DATA SUPPLIED:
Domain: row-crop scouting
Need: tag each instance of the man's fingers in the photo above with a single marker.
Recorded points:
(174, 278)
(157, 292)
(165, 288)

AIM OF THE TASK: Retype the material in full. Keep every character as it is.

OUTPUT BELOW:
Domain: row-crop scouting
Need: tag each instance of the man's fingers in the photo above with a single marker.
Recorded points:
(174, 278)
(157, 292)
(165, 288)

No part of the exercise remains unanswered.